## GIVEN PROBLEM
In the thread reply below, what mistake caused Sid's problem loading the dataset?
─── SOURCE EXCERPT
Re: Complexity with the data

Bjørn Jørgensen Thu, 26 May 2022 09:22:18 -0700

ok, but how do you read it now?

https://github.com/apache/spark/blob/8f610d1b4ce532705c528f3c085b0289b2b17a94/python/pyspark/pandas/namespace.py#L216
probably have to be updated with the default options. This is so that
pandas API on spark will be like pandas.


tor. 26. mai 2022 kl. 17:38 skrev Sid <flinkbyhe...@gmail.com>:

> I was passing the wrong escape characters due to which I was facing the
> issue. I have updated the user's answer on my post. Now I am able to load
> the dataset.
>
> Thank you everyone for your time and help!
>
> Much appreciated.
──────
─── INFORMATION SHOWN
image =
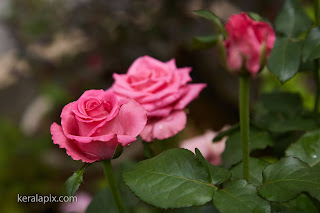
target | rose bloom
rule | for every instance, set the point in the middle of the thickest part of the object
(162, 89)
(94, 125)
(244, 44)
(210, 151)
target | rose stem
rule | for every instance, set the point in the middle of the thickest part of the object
(244, 122)
(108, 172)
(316, 61)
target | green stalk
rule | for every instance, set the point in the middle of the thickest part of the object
(244, 122)
(108, 172)
(316, 6)
(316, 78)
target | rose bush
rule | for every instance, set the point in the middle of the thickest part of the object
(94, 125)
(211, 151)
(162, 89)
(245, 41)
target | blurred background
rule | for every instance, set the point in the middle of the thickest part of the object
(51, 51)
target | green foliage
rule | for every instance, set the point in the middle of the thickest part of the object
(311, 48)
(74, 181)
(292, 20)
(284, 60)
(227, 132)
(101, 202)
(300, 204)
(172, 179)
(211, 16)
(307, 148)
(239, 196)
(287, 178)
(256, 168)
(218, 175)
(232, 155)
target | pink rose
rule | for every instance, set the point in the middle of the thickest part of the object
(211, 151)
(246, 38)
(94, 125)
(162, 89)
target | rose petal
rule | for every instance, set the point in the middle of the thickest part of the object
(72, 150)
(100, 150)
(132, 118)
(146, 133)
(125, 139)
(193, 91)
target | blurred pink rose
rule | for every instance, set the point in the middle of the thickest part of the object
(244, 42)
(79, 206)
(162, 89)
(94, 125)
(211, 151)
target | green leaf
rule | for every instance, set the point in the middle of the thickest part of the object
(228, 132)
(292, 20)
(74, 181)
(300, 204)
(173, 179)
(240, 197)
(211, 16)
(218, 175)
(202, 42)
(256, 168)
(307, 148)
(103, 202)
(284, 60)
(233, 154)
(287, 178)
(311, 48)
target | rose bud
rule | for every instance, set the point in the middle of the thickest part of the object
(162, 89)
(93, 126)
(211, 151)
(248, 45)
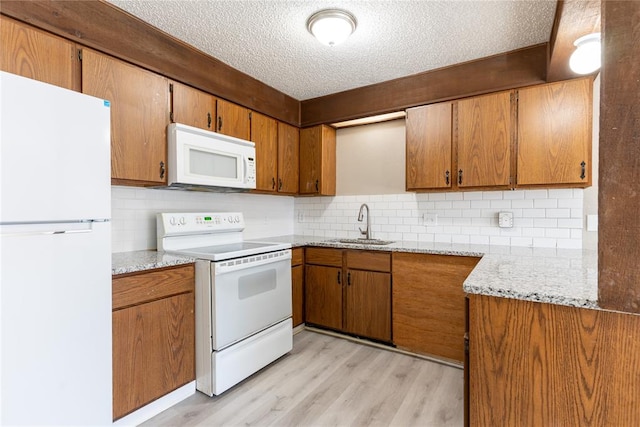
──────
## SOLVED PROBLEM
Sid was passing the wrong escape characters.